▸ **Aim of the exercise**
In the listing below, find each line holding "negative" and copy it.

▸ **Data extracts**
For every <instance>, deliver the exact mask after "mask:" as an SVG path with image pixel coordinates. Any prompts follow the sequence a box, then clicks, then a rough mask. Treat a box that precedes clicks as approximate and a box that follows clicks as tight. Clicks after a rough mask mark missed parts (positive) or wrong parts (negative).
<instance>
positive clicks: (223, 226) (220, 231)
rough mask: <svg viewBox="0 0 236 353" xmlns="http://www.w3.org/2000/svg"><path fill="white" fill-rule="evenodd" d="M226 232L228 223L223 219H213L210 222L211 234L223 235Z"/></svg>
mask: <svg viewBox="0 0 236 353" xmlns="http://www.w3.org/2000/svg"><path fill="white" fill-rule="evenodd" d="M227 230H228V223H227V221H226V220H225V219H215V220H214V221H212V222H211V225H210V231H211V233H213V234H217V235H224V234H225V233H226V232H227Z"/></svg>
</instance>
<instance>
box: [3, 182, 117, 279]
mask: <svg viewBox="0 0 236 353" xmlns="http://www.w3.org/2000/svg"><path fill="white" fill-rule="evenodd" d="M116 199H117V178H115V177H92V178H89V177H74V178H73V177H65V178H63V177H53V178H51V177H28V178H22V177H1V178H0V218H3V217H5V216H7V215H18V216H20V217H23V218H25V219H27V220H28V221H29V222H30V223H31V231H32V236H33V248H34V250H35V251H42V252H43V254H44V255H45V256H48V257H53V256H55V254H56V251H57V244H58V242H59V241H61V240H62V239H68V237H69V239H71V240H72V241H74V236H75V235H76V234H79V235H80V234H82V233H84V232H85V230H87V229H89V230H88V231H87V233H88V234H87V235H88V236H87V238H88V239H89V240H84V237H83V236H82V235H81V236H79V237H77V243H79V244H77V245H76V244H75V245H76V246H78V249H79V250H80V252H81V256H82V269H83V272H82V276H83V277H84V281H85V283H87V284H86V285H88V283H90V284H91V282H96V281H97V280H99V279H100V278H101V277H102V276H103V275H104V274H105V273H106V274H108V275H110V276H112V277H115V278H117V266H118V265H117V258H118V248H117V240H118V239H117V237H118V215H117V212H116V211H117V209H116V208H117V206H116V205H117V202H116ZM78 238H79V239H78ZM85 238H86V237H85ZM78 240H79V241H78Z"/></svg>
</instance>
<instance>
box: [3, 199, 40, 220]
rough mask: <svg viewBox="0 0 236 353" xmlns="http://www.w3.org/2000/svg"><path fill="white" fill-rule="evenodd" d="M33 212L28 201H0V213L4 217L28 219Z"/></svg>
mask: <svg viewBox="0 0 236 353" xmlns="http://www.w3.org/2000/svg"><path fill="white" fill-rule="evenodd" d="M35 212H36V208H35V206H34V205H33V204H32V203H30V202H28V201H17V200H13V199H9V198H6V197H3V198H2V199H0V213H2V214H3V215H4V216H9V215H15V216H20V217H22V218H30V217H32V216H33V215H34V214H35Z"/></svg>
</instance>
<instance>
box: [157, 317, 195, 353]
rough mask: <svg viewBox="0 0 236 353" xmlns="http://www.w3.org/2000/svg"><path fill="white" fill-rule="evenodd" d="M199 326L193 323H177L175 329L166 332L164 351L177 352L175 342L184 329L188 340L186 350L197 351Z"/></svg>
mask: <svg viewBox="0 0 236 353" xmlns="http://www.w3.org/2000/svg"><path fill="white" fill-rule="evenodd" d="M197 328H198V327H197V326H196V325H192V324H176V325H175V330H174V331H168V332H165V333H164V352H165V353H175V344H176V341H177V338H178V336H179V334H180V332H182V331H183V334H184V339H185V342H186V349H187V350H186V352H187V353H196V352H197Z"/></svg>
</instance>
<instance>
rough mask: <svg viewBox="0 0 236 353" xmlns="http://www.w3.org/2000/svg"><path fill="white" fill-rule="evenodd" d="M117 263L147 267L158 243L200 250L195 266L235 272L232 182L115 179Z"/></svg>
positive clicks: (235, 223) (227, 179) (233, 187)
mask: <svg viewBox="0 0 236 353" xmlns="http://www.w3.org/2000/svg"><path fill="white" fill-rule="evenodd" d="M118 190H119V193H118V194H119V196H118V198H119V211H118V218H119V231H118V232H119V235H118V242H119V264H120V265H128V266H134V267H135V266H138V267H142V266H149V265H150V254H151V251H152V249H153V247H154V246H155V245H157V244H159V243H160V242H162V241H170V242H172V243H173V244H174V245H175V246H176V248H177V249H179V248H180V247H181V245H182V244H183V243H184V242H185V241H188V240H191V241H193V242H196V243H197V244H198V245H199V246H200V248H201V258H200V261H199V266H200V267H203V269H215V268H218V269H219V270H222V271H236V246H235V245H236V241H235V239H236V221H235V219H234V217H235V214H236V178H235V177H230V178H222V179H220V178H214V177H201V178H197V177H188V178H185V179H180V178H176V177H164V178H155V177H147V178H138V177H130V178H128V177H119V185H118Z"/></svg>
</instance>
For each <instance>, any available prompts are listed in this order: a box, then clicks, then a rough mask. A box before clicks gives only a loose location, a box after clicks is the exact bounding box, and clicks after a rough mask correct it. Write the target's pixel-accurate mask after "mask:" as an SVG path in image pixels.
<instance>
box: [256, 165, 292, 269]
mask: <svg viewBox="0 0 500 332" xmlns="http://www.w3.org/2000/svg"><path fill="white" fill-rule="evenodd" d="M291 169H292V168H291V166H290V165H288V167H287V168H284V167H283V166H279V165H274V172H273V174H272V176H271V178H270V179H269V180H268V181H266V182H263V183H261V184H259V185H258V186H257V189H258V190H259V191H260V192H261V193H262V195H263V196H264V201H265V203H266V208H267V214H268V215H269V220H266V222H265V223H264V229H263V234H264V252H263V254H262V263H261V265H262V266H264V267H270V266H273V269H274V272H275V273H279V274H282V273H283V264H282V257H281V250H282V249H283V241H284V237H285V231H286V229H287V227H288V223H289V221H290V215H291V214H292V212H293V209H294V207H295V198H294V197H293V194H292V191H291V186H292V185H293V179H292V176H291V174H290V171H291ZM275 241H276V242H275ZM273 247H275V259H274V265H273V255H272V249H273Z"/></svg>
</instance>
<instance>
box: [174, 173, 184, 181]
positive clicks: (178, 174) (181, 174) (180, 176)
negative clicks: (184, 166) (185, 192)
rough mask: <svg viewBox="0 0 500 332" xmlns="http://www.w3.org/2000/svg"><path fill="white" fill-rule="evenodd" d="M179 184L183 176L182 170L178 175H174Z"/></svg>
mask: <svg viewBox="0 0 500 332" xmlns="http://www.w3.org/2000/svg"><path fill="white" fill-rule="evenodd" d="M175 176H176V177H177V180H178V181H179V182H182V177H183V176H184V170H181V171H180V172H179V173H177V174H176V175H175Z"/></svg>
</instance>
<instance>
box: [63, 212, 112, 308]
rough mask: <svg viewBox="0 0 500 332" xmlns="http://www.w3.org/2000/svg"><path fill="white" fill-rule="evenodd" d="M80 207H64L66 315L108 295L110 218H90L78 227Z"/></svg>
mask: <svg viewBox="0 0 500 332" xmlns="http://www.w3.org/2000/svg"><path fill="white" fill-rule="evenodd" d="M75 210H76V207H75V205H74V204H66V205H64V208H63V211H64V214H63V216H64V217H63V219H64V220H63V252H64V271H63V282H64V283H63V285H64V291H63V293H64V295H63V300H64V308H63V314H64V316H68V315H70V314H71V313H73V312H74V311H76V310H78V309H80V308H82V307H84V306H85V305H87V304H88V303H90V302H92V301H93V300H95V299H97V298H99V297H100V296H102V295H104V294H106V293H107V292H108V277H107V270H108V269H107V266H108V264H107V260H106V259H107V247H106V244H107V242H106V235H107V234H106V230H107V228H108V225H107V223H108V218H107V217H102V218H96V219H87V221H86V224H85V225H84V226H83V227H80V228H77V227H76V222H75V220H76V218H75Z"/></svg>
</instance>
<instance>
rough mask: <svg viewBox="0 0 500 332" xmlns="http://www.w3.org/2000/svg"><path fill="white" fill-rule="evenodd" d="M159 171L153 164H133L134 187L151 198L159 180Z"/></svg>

▸ **Result of the exercise**
For every <instance>, deliver the exact mask after "mask:" as an SVG path with image pixel coordinates. Any prompts follow the sequence a box, then clicks, then a rough mask. Treat a box that precedes clicks as approximate and a box that follows clicks as tight. Clicks after a rough mask mark missed parts (positive) or wrong parts (negative).
negative clicks: (184, 166) (185, 192)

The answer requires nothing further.